[Opening SOURCE PASSAGE section]

California Representatives Discuss Difficulties with Medicare+Choice Reimbursements, Prescription Drug Benefit
Two California lawmakers recently discussed the difficulties that they faced in Congress over the past few years with plans to increase Medicare+Choice reimbursements and create a Medicare prescription drug benefit, issues that could play a role in the November elections, the Ventura County Star reports. Rep. Lois Capps (D), who campaigned in 1998 on the "availability of health care, particularly prescription drug coverage" for Medicare beneficiaries in 1998, said that she helped to increase reimbursement rates for Medicare HMOs in her district. According to Capps, a registered nurse, many Medicare HMOs -- which often cover the cost of prescription drugs and other services not provided under traditional fee-for-service Medicare -- would not offer plans to seniors in "mostly rural" Santa Barbara and San Luis Obispo counties, part of her district, as Medicare in 1997 established higher reimbursement rates for Medicare HMOs in urban areas than in rural areas. Capps last year successfully lobbied for a 12% increase in Medicare+Choice reimbursements for Santa Barbara County and a 12.5% increase for San Luis Obispo County. "Changing the reimbursement rates was the hue and cry, and we worked our tails off to get them adjusted," Capps said. However, she said that when "we got that increase ... it still didn't prevent the HMOs from leaving" Medicare+Choice markets in Santa Barbara and San Luis Obispo counties. No Medicare HMOs operate in north San Luis Obispo County, and only one operates in the southern part of the county, the Star reports. Rep. Elton Gallegly (R), who represents most of Ventura County, said that he has "tried repeatedly" without success in the past two years to increase Medicare+Choice reimbursement rates in the county. Medicare HMOs receive a reimbursement rate of $537 per month in Ventura County, compared to $650 per month in most of Los Angeles County, $553 per month in Santa Barbara County and $500 per month in San Luis Obispo County.
However, Capps said that increased reimbursement rates for Medicare HMOs represent only a "partial solution" to offering seniors prescription drug coverage. "We need to reform Medicare. We need a prescription drug benefit that's available and affordable to all," she said. Congress has debated a number of proposals to add a prescription drug benefit to Medicare, and analysts predict that issue may play a role in the elections in November. "The elderly vote, and at some point it may reach critical mass. And it may be by November," University of Southern California political science professor Sherry Bebitch Jeffe said (Smith, Ventura County Star, 3/10).

[Closing SOURCE PASSAGE section]
[Opening EXTRACTED DATA section]

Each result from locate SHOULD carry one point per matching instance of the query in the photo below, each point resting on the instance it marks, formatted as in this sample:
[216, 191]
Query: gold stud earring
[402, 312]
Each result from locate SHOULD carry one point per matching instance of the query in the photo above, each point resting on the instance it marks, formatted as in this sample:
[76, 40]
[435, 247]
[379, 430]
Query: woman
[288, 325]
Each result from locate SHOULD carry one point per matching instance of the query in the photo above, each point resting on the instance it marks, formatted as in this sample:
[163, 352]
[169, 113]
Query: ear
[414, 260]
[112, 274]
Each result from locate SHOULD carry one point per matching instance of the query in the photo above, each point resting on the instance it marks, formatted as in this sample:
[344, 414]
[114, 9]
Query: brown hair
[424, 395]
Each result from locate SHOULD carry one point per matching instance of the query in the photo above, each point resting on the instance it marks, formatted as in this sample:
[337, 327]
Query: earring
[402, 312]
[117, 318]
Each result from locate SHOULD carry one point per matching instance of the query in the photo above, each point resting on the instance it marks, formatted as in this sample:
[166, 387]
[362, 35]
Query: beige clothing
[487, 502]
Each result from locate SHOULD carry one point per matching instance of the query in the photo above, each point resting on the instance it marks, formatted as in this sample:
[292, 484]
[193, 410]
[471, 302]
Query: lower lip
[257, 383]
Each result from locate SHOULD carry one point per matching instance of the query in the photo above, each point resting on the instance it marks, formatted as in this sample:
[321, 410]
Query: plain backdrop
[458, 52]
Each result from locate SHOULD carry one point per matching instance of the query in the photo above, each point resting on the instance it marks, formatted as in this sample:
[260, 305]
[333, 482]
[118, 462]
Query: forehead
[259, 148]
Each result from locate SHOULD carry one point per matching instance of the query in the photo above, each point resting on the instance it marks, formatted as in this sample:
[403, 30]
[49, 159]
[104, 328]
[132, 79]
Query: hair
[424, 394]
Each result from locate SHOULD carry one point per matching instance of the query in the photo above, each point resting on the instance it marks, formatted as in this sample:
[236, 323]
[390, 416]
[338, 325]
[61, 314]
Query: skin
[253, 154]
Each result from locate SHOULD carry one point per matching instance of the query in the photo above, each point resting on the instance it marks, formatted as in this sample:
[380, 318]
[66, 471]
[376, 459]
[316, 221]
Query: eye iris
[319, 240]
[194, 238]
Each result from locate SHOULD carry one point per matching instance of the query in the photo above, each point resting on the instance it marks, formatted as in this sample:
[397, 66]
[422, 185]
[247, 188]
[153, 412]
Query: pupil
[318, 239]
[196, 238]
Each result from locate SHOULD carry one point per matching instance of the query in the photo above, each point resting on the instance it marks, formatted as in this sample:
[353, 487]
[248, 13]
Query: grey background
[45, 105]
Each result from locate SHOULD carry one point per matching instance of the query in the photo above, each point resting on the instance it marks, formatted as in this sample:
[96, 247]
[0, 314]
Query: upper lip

[Closing EXTRACTED DATA section]

**WHAT TO DO**.
(a) In the Medicare+Choice article, what monthly reimbursement rate do Medicare HMOs receive in Ventura County?
(b) From the Medicare+Choice article, write out the passage that begins at the words "However, Capps said" and stops after the words "County Star, 3/10).".

**SOLUTIONS PER TASK**.
(a) $537 per month.

(b)
However, Capps said that increased reimbursement rates for Medicare HMOs represent only a "partial solution" to offering seniors prescription drug coverage. "We need to reform Medicare. We need a prescription drug benefit that's available and affordable to all," she said. Congress has debated a number of proposals to add a prescription drug benefit to Medicare, and analysts predict that issue may play a role in the elections in November. "The elderly vote, and at some point it may reach critical mass. And it may be by November," University of Southern California political science professor Sherry Bebitch Jeffe said (Smith, Ventura County Star, 3/10).